● WHAT TO PRODUCE
Take the listing below and print exactly the lines starting at the line containing "Target: rock climber" and ending at the line containing "Target: climber's hand on hold", both ends included, and no others.

● DATA EXTRACTS
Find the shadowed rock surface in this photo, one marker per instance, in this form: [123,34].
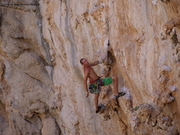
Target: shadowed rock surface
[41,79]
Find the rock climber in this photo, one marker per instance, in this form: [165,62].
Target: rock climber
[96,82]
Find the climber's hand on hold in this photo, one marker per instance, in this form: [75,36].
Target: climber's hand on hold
...
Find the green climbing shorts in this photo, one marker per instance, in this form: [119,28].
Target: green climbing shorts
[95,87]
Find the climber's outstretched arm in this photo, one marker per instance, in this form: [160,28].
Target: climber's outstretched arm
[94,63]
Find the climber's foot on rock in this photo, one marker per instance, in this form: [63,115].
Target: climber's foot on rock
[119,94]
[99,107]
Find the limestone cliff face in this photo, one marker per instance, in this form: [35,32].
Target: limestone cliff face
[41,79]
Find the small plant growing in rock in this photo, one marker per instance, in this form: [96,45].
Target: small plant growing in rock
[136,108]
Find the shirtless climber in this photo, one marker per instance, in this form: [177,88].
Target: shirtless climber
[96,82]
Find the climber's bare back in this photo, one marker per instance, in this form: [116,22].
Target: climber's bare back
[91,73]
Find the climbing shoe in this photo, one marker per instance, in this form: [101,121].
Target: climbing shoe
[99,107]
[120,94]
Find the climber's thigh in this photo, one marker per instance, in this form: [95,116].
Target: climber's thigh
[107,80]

● WRITTEN ANSWER
Target: rock climber
[96,82]
Find the climber's hand on hold in this photo, one marker per instance, in this form: [75,36].
Target: climber's hand on hold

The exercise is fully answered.